→ **WORK ITEM**
Show every line of the data where the word "below" can be found.

(Beginning of EXCERPTED DATA)

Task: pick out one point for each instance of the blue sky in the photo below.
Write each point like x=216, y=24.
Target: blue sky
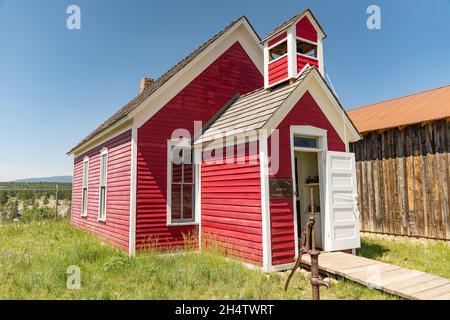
x=57, y=85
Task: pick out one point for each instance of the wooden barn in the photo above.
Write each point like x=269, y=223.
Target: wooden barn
x=403, y=165
x=236, y=144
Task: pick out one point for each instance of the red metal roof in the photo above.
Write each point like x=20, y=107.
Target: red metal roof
x=424, y=106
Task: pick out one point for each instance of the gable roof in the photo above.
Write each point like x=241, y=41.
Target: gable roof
x=251, y=111
x=293, y=20
x=424, y=106
x=148, y=91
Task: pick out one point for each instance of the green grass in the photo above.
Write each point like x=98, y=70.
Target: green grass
x=423, y=255
x=34, y=258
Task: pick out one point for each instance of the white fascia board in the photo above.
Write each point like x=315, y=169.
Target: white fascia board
x=327, y=102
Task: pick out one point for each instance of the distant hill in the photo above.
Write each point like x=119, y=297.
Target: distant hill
x=60, y=179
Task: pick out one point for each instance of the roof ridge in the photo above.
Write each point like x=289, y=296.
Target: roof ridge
x=398, y=98
x=290, y=21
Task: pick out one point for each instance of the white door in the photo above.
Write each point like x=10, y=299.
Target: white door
x=342, y=215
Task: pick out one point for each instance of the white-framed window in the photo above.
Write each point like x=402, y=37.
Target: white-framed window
x=103, y=181
x=278, y=51
x=84, y=192
x=180, y=183
x=307, y=48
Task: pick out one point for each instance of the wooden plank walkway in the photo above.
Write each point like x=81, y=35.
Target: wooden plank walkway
x=406, y=283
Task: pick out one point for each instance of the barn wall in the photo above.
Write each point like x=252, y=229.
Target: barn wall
x=231, y=205
x=403, y=180
x=305, y=112
x=231, y=73
x=116, y=228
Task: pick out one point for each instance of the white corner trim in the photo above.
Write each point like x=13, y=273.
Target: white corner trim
x=266, y=65
x=292, y=49
x=103, y=152
x=265, y=207
x=84, y=183
x=320, y=56
x=133, y=193
x=198, y=191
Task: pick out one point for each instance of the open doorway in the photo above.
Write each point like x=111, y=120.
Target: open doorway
x=308, y=192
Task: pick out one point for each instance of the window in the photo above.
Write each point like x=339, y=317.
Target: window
x=278, y=51
x=181, y=184
x=307, y=48
x=305, y=142
x=84, y=187
x=103, y=175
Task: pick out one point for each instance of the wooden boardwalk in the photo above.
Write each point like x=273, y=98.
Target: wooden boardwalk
x=406, y=283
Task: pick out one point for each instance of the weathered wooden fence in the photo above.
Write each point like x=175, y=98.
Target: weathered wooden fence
x=403, y=180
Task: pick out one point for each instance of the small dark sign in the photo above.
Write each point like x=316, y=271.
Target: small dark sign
x=280, y=188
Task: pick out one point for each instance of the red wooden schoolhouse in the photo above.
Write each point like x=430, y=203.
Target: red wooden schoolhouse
x=239, y=143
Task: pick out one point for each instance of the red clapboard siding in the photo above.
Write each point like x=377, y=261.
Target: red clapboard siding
x=305, y=112
x=279, y=71
x=231, y=73
x=306, y=30
x=302, y=61
x=231, y=207
x=116, y=228
x=278, y=38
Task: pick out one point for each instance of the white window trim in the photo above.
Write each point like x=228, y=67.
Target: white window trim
x=306, y=40
x=276, y=43
x=103, y=152
x=279, y=58
x=306, y=56
x=194, y=221
x=310, y=42
x=84, y=214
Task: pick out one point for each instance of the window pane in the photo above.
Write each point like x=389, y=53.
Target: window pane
x=188, y=174
x=306, y=48
x=177, y=172
x=187, y=201
x=278, y=51
x=305, y=142
x=176, y=201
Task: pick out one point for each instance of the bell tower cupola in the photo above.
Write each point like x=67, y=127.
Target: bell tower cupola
x=291, y=47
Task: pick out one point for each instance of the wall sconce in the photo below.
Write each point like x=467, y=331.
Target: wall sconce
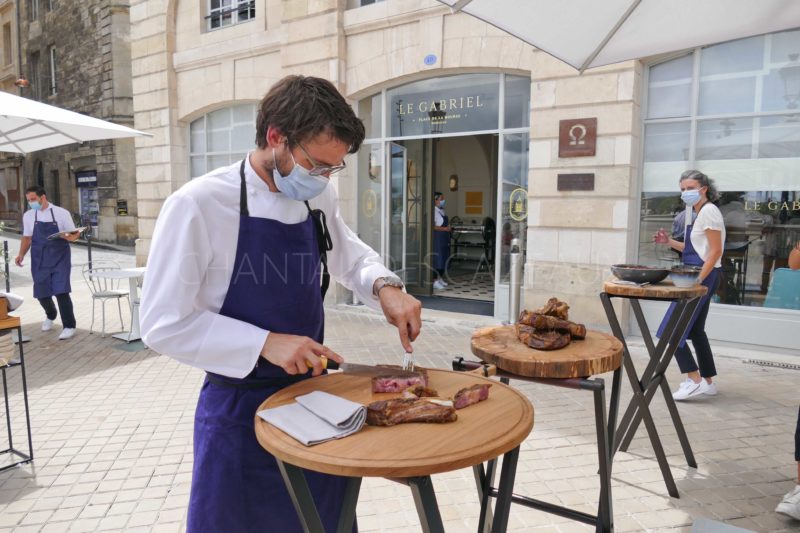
x=791, y=81
x=453, y=182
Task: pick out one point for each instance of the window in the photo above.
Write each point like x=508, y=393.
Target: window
x=7, y=52
x=33, y=10
x=53, y=87
x=221, y=138
x=732, y=111
x=223, y=13
x=36, y=86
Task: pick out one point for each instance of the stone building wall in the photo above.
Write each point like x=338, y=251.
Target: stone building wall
x=92, y=43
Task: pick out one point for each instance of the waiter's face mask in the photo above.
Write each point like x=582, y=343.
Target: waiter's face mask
x=299, y=184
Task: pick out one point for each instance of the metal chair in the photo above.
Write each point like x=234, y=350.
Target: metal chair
x=104, y=289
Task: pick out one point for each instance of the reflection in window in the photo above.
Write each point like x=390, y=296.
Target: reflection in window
x=223, y=13
x=221, y=137
x=744, y=133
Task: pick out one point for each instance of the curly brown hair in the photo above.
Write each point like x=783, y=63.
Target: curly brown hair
x=302, y=107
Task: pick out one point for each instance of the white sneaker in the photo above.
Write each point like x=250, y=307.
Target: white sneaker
x=790, y=504
x=690, y=389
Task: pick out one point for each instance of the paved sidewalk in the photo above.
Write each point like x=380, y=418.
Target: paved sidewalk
x=112, y=436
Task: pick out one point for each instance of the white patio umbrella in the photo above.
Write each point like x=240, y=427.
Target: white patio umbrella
x=592, y=33
x=27, y=125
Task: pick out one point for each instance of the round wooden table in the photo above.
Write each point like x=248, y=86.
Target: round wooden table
x=411, y=452
x=568, y=367
x=597, y=354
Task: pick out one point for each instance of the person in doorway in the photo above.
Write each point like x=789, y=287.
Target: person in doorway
x=50, y=258
x=703, y=244
x=790, y=504
x=441, y=240
x=236, y=277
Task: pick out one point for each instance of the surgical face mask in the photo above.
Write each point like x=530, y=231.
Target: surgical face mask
x=298, y=184
x=690, y=196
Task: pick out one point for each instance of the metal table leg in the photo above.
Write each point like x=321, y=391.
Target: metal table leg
x=656, y=378
x=638, y=401
x=425, y=500
x=301, y=497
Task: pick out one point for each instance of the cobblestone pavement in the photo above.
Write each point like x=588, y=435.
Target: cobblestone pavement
x=112, y=436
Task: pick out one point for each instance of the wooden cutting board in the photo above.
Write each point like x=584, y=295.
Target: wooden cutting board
x=483, y=431
x=499, y=345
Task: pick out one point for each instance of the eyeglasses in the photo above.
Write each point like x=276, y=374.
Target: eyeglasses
x=320, y=170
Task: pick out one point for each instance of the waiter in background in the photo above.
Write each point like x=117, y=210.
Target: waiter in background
x=51, y=260
x=235, y=284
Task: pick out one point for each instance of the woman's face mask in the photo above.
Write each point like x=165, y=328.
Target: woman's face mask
x=298, y=184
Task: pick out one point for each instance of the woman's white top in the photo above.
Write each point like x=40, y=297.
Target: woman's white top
x=191, y=261
x=709, y=217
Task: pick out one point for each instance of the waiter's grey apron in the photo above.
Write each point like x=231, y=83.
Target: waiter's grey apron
x=51, y=261
x=690, y=258
x=275, y=285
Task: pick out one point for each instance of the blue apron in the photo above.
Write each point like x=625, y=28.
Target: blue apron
x=441, y=246
x=275, y=285
x=51, y=261
x=691, y=258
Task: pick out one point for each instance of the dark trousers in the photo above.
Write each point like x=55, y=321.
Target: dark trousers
x=64, y=306
x=701, y=346
x=797, y=439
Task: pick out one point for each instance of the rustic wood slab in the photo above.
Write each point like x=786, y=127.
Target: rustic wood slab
x=483, y=431
x=499, y=345
x=663, y=290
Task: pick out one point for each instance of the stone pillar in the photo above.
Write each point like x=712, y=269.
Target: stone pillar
x=573, y=237
x=161, y=157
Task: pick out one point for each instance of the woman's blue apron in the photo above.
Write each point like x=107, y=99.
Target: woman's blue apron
x=441, y=246
x=691, y=258
x=275, y=285
x=51, y=261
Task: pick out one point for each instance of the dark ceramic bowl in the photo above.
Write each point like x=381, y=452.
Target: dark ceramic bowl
x=684, y=277
x=639, y=273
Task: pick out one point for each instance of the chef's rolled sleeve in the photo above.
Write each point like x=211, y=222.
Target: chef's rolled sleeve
x=173, y=320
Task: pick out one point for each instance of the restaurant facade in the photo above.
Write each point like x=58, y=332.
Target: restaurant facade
x=581, y=169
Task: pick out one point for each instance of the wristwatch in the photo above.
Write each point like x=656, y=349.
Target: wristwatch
x=388, y=281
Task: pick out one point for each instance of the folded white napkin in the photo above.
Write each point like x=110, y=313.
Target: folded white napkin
x=14, y=300
x=317, y=417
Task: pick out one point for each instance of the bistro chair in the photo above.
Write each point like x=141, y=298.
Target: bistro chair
x=104, y=289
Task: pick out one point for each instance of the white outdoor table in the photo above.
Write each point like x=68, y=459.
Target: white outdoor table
x=131, y=274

(End of EXCERPTED DATA)

→ **EXPECTED ANSWER**
Task: pick out one point for each instance of the blue sky in the photo below.
Task: pick out one point for each instance of the wall sconce in the photo below.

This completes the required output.